Reproduce word for word everything in the records below, from the line containing "Mark the palm" down to the end of the records.

Data shown:
------------------------------------------------------------

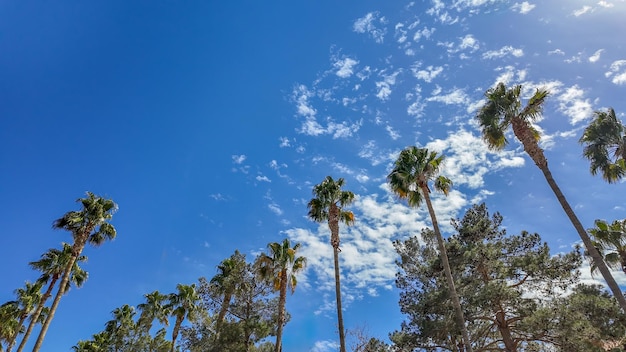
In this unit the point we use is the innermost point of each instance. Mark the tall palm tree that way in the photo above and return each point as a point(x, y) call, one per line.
point(154, 308)
point(9, 313)
point(88, 225)
point(225, 281)
point(121, 327)
point(52, 265)
point(281, 266)
point(604, 143)
point(503, 109)
point(184, 304)
point(27, 299)
point(610, 241)
point(409, 178)
point(327, 205)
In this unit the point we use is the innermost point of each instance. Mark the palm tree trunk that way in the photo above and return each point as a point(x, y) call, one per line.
point(225, 304)
point(60, 292)
point(281, 311)
point(593, 252)
point(342, 334)
point(179, 321)
point(524, 134)
point(460, 319)
point(35, 316)
point(14, 337)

------------------------------------------------------------

Written reply:
In this unit the point we use is the innermost point of each instance. Mark the palm tree trunk that way in the photo above and return each point as a point(x, y) call, one per line.
point(225, 304)
point(60, 292)
point(281, 311)
point(593, 252)
point(342, 334)
point(179, 321)
point(524, 134)
point(460, 319)
point(35, 316)
point(14, 337)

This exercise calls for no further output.